• [Task goal]: Find "Reviewer note: every instance of the grassy" in the data below; transcribe the line it appears on and each line after it, exactly, to the end, and nothing else.

• [Dataset extract]:
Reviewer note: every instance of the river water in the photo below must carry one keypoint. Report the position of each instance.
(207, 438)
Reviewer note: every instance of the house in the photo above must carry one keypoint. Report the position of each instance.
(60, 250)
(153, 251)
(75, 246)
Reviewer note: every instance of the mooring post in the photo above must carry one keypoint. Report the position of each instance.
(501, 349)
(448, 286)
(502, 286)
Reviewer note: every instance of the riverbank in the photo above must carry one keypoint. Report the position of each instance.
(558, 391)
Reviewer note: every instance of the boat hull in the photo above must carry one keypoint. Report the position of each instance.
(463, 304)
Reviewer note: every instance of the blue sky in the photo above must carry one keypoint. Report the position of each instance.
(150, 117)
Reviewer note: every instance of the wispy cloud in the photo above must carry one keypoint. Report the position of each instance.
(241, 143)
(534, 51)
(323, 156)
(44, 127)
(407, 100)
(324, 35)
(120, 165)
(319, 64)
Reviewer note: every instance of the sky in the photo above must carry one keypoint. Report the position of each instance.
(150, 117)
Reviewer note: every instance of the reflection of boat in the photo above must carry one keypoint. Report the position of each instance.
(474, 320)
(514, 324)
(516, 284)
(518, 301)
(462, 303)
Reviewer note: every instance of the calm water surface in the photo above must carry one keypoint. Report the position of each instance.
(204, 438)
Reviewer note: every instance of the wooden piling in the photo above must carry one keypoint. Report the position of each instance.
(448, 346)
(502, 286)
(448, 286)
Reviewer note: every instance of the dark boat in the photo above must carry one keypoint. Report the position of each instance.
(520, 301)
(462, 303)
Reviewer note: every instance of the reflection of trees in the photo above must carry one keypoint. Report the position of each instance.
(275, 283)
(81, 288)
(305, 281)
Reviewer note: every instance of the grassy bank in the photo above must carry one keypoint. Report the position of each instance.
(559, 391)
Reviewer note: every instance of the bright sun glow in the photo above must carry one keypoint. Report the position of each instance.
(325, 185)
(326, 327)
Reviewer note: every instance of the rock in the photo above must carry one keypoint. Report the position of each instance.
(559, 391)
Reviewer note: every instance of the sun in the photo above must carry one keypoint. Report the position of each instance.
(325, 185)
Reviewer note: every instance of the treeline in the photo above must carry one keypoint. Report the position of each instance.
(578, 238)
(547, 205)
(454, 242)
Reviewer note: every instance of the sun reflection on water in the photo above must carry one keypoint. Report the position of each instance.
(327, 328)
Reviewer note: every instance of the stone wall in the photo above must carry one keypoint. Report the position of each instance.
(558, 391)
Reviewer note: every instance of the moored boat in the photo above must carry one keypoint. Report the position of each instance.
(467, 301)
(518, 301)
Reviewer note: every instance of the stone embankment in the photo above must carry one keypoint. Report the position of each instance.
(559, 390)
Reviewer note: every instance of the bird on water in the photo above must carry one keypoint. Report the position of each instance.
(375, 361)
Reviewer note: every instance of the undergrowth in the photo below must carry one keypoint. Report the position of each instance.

• [Response below]:
Reviewer note: every instance of the grassy bank in the photo above must carry one keypoint. Report the position of each instance.
(559, 391)
Reviewer note: every instance of the bright sun glow in the photo above must carry one keypoint. Report the position of each instance.
(325, 185)
(326, 327)
Reviewer note: every instance of the rock in the photo above must carry one keypoint. Report the position of each instance.
(559, 391)
Reviewer note: every instance of the sun in the photo above must carry one keypoint. Report the position of each instance.
(325, 185)
Reviewer note: every instance of the treeline in the photo above must carry one keypoint. Report the position of each instance.
(578, 238)
(547, 205)
(454, 242)
Reviewer note: every instance of the sun reflection on water in the photo above must carry one keypoint. Report the position of each instance.
(327, 328)
Reviewer note: every instance of the stone wall in the photo above must carry one keypoint. Report the position of each instance.
(558, 391)
Reviewer note: every instance of the moored boat in the photo above must carry one keypoint. Report the position of each instance.
(467, 301)
(518, 301)
Reviewer note: every instance of the stone embankment in the photo above must carry one keypoint. Report the position of each instance.
(559, 390)
Reviewer note: every instance of the bird on water in the photo above must carry one keypoint. Report the position of each instance.
(375, 361)
Reviewer note: every instance of the undergrowth in the photo below must carry one keypoint. Report the position of each instance.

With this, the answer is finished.